Given entries:
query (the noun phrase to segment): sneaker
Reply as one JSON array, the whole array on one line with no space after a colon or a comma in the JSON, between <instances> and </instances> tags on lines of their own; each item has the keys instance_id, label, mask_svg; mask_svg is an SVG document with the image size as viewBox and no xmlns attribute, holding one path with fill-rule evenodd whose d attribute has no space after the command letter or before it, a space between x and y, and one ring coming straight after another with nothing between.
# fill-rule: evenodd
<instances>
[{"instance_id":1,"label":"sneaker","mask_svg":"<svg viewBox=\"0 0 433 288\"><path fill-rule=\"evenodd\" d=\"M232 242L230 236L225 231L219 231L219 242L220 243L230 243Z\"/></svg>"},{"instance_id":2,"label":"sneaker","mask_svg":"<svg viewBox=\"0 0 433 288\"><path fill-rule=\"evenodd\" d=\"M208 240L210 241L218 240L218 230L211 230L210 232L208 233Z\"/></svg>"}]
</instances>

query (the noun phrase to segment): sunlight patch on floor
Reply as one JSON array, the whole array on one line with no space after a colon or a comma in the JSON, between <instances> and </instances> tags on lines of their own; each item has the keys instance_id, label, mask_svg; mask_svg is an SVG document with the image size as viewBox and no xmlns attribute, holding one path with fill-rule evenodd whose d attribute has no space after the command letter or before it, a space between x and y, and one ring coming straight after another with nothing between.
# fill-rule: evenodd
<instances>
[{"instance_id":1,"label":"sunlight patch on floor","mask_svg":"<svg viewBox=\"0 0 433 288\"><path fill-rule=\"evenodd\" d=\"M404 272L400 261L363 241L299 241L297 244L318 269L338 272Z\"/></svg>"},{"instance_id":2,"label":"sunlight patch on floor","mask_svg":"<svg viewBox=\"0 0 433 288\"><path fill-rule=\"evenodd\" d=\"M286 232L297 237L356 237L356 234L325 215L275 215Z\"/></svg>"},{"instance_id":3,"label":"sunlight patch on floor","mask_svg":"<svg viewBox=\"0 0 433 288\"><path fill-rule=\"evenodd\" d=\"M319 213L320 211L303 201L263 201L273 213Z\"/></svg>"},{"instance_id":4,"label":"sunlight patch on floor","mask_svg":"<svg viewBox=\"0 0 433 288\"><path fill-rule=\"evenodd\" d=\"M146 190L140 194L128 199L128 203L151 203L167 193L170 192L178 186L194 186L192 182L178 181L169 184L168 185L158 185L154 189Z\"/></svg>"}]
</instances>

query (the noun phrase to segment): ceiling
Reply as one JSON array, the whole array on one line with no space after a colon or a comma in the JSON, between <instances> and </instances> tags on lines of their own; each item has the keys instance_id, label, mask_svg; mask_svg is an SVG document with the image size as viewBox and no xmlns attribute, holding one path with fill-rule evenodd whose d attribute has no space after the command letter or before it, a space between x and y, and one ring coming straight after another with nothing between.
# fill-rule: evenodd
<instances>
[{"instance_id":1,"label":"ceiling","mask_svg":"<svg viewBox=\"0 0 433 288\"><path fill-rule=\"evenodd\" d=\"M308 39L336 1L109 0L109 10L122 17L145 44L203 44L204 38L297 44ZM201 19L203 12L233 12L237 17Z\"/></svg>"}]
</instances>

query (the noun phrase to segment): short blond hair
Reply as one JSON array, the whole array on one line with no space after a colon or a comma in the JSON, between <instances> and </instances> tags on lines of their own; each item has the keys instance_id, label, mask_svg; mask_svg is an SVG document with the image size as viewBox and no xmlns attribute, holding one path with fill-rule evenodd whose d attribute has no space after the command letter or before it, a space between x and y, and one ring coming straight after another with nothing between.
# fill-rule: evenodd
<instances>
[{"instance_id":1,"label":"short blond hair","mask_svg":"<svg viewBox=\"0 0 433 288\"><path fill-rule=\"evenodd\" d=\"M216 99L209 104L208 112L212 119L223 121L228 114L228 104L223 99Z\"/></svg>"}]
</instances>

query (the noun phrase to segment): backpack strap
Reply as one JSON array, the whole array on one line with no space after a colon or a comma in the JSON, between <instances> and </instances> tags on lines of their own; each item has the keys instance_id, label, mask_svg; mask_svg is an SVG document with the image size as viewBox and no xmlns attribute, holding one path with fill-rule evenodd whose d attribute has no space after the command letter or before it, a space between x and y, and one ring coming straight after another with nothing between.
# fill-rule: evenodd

---

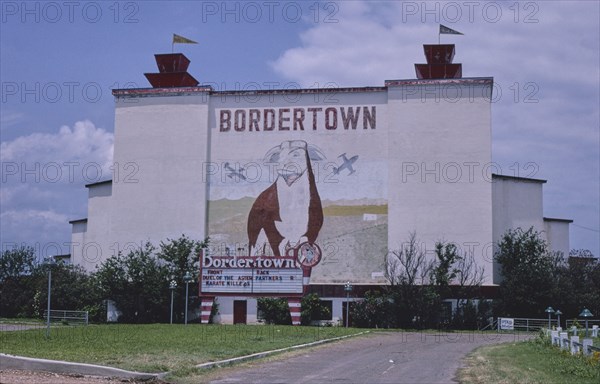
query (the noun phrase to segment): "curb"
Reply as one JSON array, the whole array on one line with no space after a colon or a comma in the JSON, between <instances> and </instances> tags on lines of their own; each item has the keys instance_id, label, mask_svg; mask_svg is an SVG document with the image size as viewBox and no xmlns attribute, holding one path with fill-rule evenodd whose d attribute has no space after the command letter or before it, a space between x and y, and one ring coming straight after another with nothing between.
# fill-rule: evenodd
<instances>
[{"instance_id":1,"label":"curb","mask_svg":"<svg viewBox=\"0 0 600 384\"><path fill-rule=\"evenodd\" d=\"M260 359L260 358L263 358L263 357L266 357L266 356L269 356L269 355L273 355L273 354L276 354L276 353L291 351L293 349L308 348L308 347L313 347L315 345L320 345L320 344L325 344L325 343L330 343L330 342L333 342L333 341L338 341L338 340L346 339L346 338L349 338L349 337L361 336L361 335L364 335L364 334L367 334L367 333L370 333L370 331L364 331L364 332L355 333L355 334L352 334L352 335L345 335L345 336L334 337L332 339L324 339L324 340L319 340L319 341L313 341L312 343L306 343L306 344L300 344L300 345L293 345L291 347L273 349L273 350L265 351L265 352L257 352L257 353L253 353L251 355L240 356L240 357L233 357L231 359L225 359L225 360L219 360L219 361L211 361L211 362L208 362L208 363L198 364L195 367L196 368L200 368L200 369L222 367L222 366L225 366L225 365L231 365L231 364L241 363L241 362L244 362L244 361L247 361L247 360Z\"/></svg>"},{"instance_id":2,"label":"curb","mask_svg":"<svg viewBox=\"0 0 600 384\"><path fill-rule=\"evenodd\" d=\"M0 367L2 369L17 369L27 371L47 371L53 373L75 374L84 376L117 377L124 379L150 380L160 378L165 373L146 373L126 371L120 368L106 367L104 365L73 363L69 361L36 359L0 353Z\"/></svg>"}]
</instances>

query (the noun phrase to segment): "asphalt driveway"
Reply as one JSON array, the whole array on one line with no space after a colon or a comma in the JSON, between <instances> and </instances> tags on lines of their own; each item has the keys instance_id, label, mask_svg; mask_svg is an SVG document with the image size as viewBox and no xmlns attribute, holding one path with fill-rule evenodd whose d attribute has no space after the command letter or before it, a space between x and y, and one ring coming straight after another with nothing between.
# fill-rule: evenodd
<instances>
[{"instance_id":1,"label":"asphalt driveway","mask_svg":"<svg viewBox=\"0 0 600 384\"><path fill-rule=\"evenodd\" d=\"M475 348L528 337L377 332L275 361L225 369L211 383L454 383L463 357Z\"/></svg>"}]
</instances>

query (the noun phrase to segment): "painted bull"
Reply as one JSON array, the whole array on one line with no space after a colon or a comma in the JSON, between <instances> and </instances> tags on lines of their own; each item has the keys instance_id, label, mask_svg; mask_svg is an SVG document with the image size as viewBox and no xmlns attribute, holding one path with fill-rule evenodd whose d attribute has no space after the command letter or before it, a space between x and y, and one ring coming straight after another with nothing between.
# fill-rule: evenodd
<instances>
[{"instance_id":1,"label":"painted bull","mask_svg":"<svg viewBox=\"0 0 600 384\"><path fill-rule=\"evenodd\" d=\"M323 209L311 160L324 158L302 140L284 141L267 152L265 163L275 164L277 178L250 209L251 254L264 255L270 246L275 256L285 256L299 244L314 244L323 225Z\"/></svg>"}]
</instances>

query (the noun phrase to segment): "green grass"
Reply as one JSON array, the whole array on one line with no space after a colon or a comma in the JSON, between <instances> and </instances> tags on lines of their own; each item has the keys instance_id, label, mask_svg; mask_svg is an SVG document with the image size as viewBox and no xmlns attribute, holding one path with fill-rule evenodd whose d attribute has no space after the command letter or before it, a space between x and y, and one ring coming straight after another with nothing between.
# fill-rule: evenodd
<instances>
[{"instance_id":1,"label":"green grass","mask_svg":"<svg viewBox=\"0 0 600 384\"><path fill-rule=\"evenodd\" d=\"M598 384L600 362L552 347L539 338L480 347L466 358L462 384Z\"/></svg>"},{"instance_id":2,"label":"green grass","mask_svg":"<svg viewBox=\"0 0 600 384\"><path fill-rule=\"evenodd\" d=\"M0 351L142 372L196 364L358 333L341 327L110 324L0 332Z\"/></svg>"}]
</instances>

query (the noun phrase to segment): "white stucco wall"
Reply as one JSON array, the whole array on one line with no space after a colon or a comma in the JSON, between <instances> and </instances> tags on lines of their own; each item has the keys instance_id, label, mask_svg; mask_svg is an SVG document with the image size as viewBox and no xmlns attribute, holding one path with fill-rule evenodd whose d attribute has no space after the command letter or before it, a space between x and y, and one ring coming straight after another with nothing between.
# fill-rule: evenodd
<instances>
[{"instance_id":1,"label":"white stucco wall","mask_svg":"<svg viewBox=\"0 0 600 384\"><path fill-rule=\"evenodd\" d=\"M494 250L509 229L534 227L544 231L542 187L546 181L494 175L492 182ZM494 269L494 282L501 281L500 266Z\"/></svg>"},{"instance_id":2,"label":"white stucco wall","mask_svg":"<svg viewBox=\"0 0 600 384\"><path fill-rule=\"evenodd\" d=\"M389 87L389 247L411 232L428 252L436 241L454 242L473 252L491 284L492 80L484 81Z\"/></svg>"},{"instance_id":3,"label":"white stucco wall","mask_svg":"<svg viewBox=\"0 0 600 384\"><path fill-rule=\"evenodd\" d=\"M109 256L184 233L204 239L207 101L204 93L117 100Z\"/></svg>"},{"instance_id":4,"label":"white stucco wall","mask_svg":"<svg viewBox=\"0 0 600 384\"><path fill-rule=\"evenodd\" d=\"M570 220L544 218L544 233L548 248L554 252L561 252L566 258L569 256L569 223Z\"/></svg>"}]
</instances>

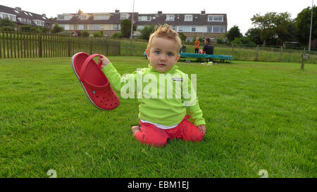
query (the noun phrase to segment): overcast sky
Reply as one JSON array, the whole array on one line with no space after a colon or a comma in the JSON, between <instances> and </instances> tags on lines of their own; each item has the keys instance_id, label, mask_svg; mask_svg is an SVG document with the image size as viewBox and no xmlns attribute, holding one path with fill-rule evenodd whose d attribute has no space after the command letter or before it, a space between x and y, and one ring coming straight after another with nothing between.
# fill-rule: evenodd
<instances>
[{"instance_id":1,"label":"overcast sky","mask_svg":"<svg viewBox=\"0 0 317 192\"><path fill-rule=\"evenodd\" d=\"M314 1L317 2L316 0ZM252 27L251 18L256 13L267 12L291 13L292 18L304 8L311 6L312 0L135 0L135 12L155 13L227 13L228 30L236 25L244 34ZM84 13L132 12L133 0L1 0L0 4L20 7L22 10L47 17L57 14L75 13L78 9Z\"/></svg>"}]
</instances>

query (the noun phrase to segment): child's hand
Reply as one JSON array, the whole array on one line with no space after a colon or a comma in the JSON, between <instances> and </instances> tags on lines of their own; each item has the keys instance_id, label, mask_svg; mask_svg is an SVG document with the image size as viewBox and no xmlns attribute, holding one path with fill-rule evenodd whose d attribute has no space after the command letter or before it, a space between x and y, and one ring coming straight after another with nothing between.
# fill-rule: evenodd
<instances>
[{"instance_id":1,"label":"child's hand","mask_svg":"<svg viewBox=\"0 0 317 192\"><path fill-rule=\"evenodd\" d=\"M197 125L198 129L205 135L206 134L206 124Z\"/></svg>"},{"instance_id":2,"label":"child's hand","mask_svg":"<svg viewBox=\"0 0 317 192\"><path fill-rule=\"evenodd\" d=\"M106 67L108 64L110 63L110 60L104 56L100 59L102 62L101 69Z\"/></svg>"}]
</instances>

The task:
List every line of the entries above that contains the string "hand", matching case.

The output:
query (the noun phrase to segment): child's hand
[{"instance_id":1,"label":"child's hand","mask_svg":"<svg viewBox=\"0 0 317 192\"><path fill-rule=\"evenodd\" d=\"M197 125L198 129L205 135L206 134L206 124Z\"/></svg>"},{"instance_id":2,"label":"child's hand","mask_svg":"<svg viewBox=\"0 0 317 192\"><path fill-rule=\"evenodd\" d=\"M106 67L108 64L110 63L110 60L104 56L100 59L102 62L101 69Z\"/></svg>"}]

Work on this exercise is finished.